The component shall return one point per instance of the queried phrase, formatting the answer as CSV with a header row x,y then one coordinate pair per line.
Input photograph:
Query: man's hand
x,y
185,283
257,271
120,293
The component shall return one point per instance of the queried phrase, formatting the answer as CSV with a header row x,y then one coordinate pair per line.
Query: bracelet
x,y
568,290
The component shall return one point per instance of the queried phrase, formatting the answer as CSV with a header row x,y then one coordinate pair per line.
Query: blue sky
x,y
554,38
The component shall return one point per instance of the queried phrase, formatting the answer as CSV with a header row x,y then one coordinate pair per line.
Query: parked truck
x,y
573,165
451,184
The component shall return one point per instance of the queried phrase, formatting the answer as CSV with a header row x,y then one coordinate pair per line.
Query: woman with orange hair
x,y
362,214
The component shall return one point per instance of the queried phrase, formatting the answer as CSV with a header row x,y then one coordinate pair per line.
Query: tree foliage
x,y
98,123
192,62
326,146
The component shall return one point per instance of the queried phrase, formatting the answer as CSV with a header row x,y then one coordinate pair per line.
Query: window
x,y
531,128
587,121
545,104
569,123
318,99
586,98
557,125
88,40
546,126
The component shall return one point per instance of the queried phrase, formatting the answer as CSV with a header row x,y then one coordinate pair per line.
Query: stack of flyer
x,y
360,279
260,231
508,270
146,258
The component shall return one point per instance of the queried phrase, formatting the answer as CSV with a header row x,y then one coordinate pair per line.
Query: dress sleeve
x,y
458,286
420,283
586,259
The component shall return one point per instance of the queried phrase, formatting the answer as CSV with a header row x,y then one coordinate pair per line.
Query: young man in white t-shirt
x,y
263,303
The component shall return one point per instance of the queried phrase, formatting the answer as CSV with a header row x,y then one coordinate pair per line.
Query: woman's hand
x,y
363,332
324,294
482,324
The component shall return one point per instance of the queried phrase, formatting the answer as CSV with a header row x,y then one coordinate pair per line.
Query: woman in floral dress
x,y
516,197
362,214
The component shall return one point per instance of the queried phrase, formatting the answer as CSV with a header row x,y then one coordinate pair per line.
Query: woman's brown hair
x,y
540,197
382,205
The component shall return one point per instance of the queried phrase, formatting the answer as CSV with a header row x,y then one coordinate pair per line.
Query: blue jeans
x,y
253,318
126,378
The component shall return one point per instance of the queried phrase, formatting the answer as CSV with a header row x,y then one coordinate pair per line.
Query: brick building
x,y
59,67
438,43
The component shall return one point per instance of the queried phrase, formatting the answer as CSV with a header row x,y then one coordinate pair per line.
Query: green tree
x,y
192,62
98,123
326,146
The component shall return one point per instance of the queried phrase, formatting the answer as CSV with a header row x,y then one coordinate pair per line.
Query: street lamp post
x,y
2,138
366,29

------

Required action. Write down the entries above again. Copy them word for word.

Answer.
The component shall return one point per instance of the queried phrase, formatting the answer as CSV with a header row x,y then one coordinate pair per line.
Input photograph:
Query: man's hand
x,y
185,283
257,271
120,293
The component shall return one point per instance of the queried phrase, formatting the answer as CSV with a header row x,y then one coordinate pair per line.
Query: bracelet
x,y
568,290
The component shall return one point per instance of the queried phrase, formatting the answer as CSV with a header row x,y then one coordinate pair per line.
Query: blue sky
x,y
554,38
The component shall return one point per instance of the queried phrase, formatting the answer as CSV with a header row x,y then one coordinate pair per line.
Query: parked truck
x,y
573,165
451,184
The component shall return one point per instance of the queried phrase, formatting the answer as CSV with a header row x,y then one coordinate pair per line.
Query: woman with orange hair
x,y
362,214
The component shall return one point per instance of the queried phrase, formatting the answer as CSV with a header row x,y then one coordinate pair per line.
Query: tree foliage
x,y
98,123
192,62
326,146
The component shall return one point per instance of the queried phrase, formatting the answer as CSV with a header row x,y then one coordinate pair per line.
Query: window
x,y
531,128
587,121
545,104
569,123
318,99
586,98
557,125
88,40
546,126
The component shall return one point per instance of the queried phrase, formatting the answer as CSV with a header row x,y then one coordinate pair per line.
Query: stack of flyer
x,y
360,279
260,231
508,270
146,258
The component shall return one point per instance of the queried phrase, formatting the answer as CSV with a header row x,y then one coordinate pair per line.
Query: dress sleeve
x,y
458,286
420,283
586,259
The component shall return one point per instance of the queried phrase, formatting the answer as CSV with a header row x,y then one coordinate pair per line.
Query: young man in white t-shirt
x,y
263,303
The component shall return one point per instance of the queried phrase, formatting the answer as CSV with a header row x,y then one coordinate pair per line.
Query: woman's hand
x,y
363,332
324,294
482,324
The component shall return one point per instance of the queried phrase, formatting the answer as CSV with a header row x,y then one coordinate pair per line.
Query: woman in floral dress
x,y
516,197
362,214
The component shall return one point per instance of the queried phrase, formatting the answer as CSV with a header row x,y then one coordinate pair per line.
Query: woman's brown hair
x,y
540,197
382,205
The component shall return one point per instance of the queried phrase, formatting the answer as CSV with a header row x,y then one coordinate pair per line.
Query: blue jeans
x,y
253,318
126,378
The component shall return one point per instance of the queried phrase, formatting the answer as CSV with a header row x,y then one coordinate pair per line.
Query: brick building
x,y
59,67
438,43
The component shall return one point per instance of the queried phrase, formatting the answer as CSV with a header row x,y then one coordinate pair per line.
Query: green tree
x,y
192,62
98,123
326,146
The component shall return one point per instance of the queried phrase, formatting the answer as CSV with a header row x,y then one coordinate pair per line.
Query: street lamp post
x,y
2,138
366,29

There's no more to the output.